■ Task input ■
>> BEGIN

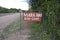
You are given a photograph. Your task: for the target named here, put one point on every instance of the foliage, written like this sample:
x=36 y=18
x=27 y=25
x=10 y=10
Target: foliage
x=5 y=10
x=50 y=22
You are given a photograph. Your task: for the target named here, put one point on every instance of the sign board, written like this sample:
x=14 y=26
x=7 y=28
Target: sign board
x=32 y=16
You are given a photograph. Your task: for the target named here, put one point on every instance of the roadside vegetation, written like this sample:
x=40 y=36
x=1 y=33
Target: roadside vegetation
x=14 y=27
x=11 y=10
x=49 y=28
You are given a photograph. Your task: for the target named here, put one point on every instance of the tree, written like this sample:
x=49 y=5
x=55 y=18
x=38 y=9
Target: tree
x=51 y=9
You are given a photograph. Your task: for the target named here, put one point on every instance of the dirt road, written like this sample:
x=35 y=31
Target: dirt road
x=7 y=20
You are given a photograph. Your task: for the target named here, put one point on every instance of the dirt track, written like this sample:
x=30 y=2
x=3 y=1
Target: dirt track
x=22 y=34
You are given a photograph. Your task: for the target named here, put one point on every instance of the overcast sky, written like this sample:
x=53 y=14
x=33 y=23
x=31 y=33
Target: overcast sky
x=22 y=4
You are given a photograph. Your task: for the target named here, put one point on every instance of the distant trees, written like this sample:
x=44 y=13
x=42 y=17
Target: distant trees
x=6 y=10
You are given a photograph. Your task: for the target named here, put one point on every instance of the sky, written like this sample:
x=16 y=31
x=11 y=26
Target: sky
x=19 y=4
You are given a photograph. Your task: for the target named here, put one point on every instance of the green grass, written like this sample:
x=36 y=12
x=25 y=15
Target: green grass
x=15 y=26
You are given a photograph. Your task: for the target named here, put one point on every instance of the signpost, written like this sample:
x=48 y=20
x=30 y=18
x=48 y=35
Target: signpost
x=32 y=16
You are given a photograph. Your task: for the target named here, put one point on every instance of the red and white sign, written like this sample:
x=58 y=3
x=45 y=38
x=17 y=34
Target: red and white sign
x=32 y=16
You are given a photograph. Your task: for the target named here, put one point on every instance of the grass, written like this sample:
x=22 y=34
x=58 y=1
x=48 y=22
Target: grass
x=15 y=26
x=35 y=31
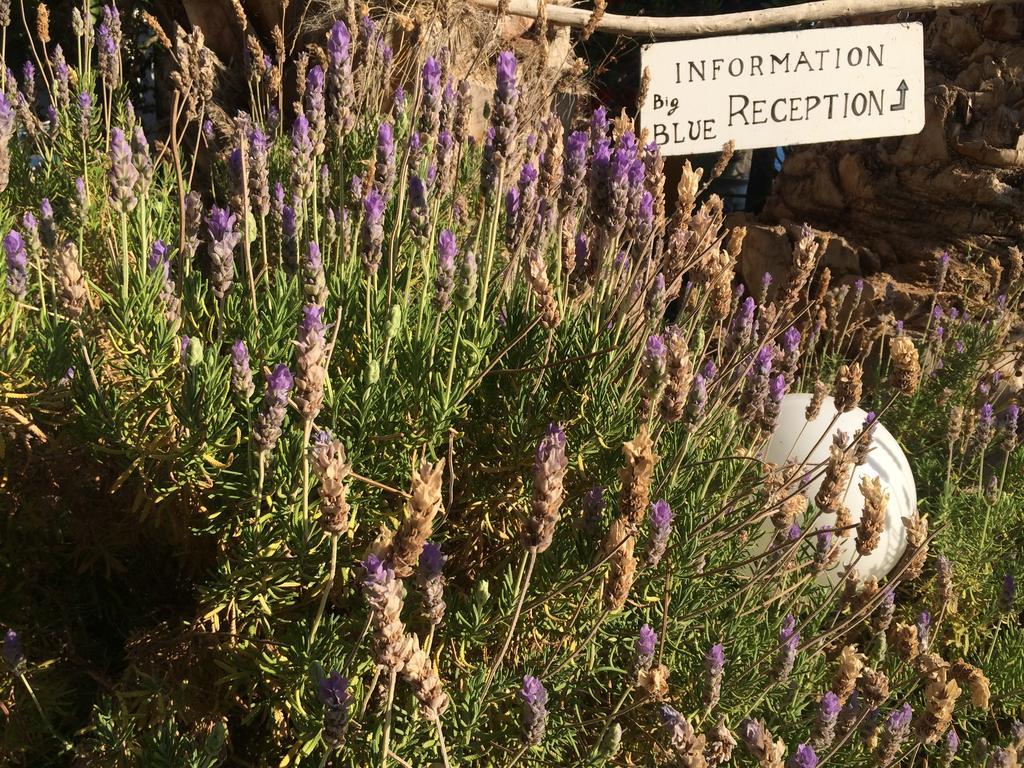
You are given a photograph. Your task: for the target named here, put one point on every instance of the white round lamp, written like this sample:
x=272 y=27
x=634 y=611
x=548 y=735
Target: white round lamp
x=803 y=441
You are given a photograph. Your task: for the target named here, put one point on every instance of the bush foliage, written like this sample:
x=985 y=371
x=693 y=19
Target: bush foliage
x=375 y=442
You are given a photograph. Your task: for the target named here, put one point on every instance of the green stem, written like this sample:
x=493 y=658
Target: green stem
x=124 y=258
x=530 y=559
x=387 y=721
x=327 y=588
x=455 y=353
x=39 y=709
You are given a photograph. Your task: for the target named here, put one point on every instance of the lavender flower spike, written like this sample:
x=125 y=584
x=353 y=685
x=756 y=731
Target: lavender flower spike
x=431 y=582
x=334 y=693
x=788 y=642
x=804 y=757
x=123 y=174
x=242 y=374
x=446 y=252
x=824 y=724
x=372 y=236
x=714 y=668
x=646 y=642
x=223 y=239
x=12 y=653
x=550 y=463
x=660 y=529
x=17 y=261
x=268 y=423
x=503 y=118
x=310 y=374
x=535 y=711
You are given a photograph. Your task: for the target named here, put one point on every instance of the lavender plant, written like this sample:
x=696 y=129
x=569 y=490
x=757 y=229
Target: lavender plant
x=377 y=443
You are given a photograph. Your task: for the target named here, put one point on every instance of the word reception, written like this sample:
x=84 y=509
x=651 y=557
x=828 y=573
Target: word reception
x=784 y=88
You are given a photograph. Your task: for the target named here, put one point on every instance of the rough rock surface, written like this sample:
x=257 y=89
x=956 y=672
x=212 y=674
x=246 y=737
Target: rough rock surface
x=895 y=204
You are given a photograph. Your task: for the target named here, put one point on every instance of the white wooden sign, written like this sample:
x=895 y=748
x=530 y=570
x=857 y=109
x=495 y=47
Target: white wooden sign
x=785 y=88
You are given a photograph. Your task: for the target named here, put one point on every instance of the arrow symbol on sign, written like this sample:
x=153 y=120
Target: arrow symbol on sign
x=902 y=88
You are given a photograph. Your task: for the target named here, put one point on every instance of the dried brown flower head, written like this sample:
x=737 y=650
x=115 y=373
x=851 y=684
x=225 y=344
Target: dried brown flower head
x=423 y=505
x=847 y=388
x=679 y=375
x=72 y=291
x=620 y=543
x=330 y=464
x=904 y=641
x=906 y=368
x=975 y=680
x=636 y=477
x=872 y=686
x=817 y=397
x=915 y=554
x=654 y=682
x=872 y=518
x=848 y=668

>> END

■ Exercise ■
Convert all the rows above into a JSON list of strings, one string per line, skipping blank lines. Leave out the pictures.

■ Reply to the exercise ■
[
  "You are given a photograph. Your task: for the target named here, put one point on every instance of the foliage, written like this sample:",
  "x=36 y=18",
  "x=27 y=25",
  "x=10 y=10",
  "Target: foliage",
  "x=5 y=10",
  "x=50 y=22",
  "You are given a photograph. Your task: for the target named here, put one point on every instance of the sign board, written like this sample:",
  "x=14 y=26",
  "x=7 y=28",
  "Target: sign board",
  "x=32 y=16",
  "You are given a photograph. Your task: for the target named here, put one point on every instance of the roadside vegetation, written like this sample:",
  "x=40 y=36",
  "x=1 y=33",
  "Target: roadside vegetation",
  "x=14 y=27",
  "x=11 y=10",
  "x=49 y=28",
  "You are given a photograph. Your task: for the target named here, put one point on every instance of the tree, written like this sample:",
  "x=49 y=5",
  "x=55 y=18",
  "x=38 y=9",
  "Target: tree",
  "x=51 y=9",
  "You are given a photograph. Your task: for the target named here, put one point on every instance of the dirt road, written like this sample:",
  "x=35 y=31",
  "Target: dirt road",
  "x=7 y=20",
  "You are given a photograph. Your task: for the target named here, put one point on every instance of the dirt track, written like this sample:",
  "x=30 y=2",
  "x=3 y=1",
  "Target: dirt track",
  "x=22 y=34",
  "You are given a photograph. Your task: for the target named here, put one point on every instance of the overcast sky, written like this sample:",
  "x=53 y=14",
  "x=33 y=23",
  "x=31 y=33",
  "Target: overcast sky",
  "x=22 y=4",
  "You are given a photograph. Your task: for the target named here, put one point on every instance of the distant trees, written like this sample:",
  "x=44 y=13",
  "x=42 y=17",
  "Target: distant trees",
  "x=6 y=10",
  "You are given a photograph. Your task: for the target named here, put one point on every instance of the sky, written like this sample:",
  "x=16 y=31",
  "x=11 y=26",
  "Target: sky",
  "x=19 y=4",
  "You are given a photograph. Your task: for the target named here, put one point on every instance of the green grass, written like this sample:",
  "x=36 y=12",
  "x=25 y=15",
  "Target: green grass",
  "x=15 y=26",
  "You are given a photograph. Your task: for the target named here, put one point on every instance of the signpost, written like this sample:",
  "x=48 y=20",
  "x=30 y=18",
  "x=48 y=35",
  "Target: signpost",
  "x=32 y=16",
  "You are given a photograph. Your task: for the target named here, put one point on every instance of the red and white sign, written like this sample:",
  "x=58 y=3",
  "x=45 y=38",
  "x=17 y=34",
  "Target: red and white sign",
  "x=32 y=16",
  "You are given a photograph. Your task: for the target named here, put one point on every instance of the grass, written like this sample:",
  "x=22 y=34",
  "x=58 y=1",
  "x=48 y=22",
  "Target: grass",
  "x=15 y=26",
  "x=35 y=31",
  "You are given a photograph. Your task: for the target named here, put one point on every instance of the white round lamp, written like this sample:",
  "x=272 y=27",
  "x=634 y=611",
  "x=548 y=735",
  "Target: white round lamp",
  "x=803 y=441",
  "You are given a photograph. Your task: for the target named here, put one point on every instance of the bush foliage, written like this sample:",
  "x=985 y=371",
  "x=693 y=19",
  "Target: bush foliage",
  "x=375 y=442",
  "You are given a photograph. Your task: for the target named here, put one point on every instance of the green stem, written like this sample:",
  "x=493 y=658",
  "Target: green stem",
  "x=124 y=258",
  "x=530 y=559",
  "x=387 y=721",
  "x=327 y=588",
  "x=455 y=353",
  "x=39 y=709",
  "You are given a photograph. Your task: for the target named here, put one point on every instance of the lavender flower spike, written like this sample:",
  "x=125 y=584",
  "x=353 y=685",
  "x=756 y=731",
  "Target: lavender flower spike",
  "x=431 y=582",
  "x=334 y=693",
  "x=788 y=642",
  "x=804 y=757",
  "x=123 y=174",
  "x=242 y=374",
  "x=446 y=252",
  "x=824 y=724",
  "x=372 y=236",
  "x=714 y=668",
  "x=646 y=642",
  "x=223 y=239",
  "x=12 y=653",
  "x=550 y=463",
  "x=660 y=529",
  "x=17 y=261",
  "x=268 y=423",
  "x=503 y=118",
  "x=310 y=374",
  "x=535 y=711",
  "You are given a photograph. Your task: for the target named here, put one point on every instance of the lavender plant, written like this sample:",
  "x=696 y=129",
  "x=569 y=490",
  "x=757 y=229",
  "Target: lavender plant",
  "x=377 y=443",
  "You are given a photograph. Your task: for the target named here, put one point on every instance of the word reception, written like this sample:",
  "x=84 y=509",
  "x=651 y=557",
  "x=828 y=573",
  "Target: word reception",
  "x=784 y=88",
  "You are given a photograph. Your task: for the target named here, put one point on every instance of the rough rock surface, written like this sample:",
  "x=257 y=89",
  "x=956 y=672",
  "x=212 y=674",
  "x=246 y=737",
  "Target: rough rock surface",
  "x=895 y=204",
  "You are given a photograph. Your task: for the target named here, put one point on every instance of the white wooden sign, written like this sample:",
  "x=895 y=748",
  "x=530 y=570",
  "x=857 y=109",
  "x=495 y=47",
  "Target: white wooden sign",
  "x=785 y=88",
  "You are given a photograph. Your task: for the target named here, put one point on every instance of the arrow symbol on sign, written like this sample:",
  "x=153 y=120",
  "Target: arrow symbol on sign",
  "x=902 y=88",
  "You are given a photograph. Your task: for the target named here, put one point on every instance of the dried brown flower head, written like this sample:",
  "x=737 y=650",
  "x=115 y=373",
  "x=851 y=684",
  "x=225 y=344",
  "Target: dried brown flower head",
  "x=423 y=505",
  "x=847 y=388",
  "x=679 y=375",
  "x=72 y=291",
  "x=620 y=543",
  "x=330 y=464",
  "x=904 y=641",
  "x=906 y=368",
  "x=975 y=680",
  "x=636 y=477",
  "x=872 y=686",
  "x=817 y=397",
  "x=915 y=554",
  "x=654 y=682",
  "x=872 y=518",
  "x=848 y=668"
]